_Exercise instructions_. In the data below, find every line that contains the string "cloud", matching case exactly, and copy each such line.

_Exercise materials_.
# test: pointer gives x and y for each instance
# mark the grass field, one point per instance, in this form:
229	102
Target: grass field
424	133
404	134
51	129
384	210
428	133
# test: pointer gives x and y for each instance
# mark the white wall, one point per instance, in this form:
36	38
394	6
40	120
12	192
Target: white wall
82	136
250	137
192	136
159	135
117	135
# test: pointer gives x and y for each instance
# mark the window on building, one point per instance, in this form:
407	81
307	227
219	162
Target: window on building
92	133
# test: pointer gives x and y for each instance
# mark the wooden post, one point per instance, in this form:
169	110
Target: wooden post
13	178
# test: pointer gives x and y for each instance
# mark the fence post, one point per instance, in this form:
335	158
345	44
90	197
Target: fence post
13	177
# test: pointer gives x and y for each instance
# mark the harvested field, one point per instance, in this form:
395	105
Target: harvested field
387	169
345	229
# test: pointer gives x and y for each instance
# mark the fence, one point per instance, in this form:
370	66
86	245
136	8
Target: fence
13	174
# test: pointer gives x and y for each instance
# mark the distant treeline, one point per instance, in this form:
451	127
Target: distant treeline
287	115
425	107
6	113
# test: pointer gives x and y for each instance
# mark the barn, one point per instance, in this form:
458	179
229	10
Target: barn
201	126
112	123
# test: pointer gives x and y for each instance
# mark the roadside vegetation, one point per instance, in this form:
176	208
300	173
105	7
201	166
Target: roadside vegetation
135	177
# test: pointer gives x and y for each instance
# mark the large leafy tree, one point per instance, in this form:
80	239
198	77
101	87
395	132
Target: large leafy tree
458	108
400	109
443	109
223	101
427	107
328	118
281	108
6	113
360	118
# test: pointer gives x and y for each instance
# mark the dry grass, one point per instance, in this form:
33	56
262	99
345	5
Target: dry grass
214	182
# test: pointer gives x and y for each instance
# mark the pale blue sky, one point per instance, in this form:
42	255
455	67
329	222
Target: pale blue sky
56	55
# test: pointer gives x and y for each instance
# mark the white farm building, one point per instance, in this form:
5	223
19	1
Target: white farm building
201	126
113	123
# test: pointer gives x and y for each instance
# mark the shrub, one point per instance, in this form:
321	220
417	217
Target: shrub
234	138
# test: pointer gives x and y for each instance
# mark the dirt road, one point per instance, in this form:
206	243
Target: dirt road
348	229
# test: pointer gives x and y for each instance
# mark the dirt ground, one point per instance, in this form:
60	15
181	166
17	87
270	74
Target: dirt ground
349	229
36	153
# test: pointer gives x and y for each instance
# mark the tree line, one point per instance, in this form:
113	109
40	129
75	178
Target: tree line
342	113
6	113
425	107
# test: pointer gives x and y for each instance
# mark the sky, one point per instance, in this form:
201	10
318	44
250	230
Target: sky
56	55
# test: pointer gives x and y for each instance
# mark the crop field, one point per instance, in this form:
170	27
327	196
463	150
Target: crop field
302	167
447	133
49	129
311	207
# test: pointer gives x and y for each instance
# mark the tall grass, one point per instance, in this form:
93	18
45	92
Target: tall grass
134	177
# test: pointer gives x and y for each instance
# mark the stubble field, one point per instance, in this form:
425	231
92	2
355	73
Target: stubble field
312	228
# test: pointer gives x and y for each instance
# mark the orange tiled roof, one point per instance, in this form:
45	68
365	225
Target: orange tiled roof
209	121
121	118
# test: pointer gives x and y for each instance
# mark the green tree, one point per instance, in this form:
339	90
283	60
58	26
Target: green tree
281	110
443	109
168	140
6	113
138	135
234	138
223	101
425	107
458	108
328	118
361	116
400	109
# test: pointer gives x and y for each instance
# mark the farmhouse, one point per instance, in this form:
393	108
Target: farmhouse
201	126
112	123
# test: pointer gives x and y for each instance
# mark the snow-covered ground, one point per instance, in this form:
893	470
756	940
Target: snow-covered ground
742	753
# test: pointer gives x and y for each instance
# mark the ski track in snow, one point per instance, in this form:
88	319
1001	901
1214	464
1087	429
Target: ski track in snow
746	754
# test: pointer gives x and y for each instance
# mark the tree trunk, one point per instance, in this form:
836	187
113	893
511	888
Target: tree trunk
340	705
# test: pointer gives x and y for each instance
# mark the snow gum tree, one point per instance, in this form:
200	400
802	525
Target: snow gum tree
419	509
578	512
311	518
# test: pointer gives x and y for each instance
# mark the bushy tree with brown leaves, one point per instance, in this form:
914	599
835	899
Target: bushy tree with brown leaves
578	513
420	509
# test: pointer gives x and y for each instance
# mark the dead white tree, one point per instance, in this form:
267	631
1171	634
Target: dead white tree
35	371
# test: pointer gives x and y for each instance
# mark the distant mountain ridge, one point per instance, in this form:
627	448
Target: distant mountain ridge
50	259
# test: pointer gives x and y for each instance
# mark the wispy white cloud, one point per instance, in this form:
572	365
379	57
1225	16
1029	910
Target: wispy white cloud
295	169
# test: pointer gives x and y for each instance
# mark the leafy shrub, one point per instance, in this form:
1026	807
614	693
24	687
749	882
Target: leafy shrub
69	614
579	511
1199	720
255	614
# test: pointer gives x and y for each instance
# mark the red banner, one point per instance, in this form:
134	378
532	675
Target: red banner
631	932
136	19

_Answer for the task_.
# mark the wispy white cloud, one point per instance, in this form:
Target: wispy white cloud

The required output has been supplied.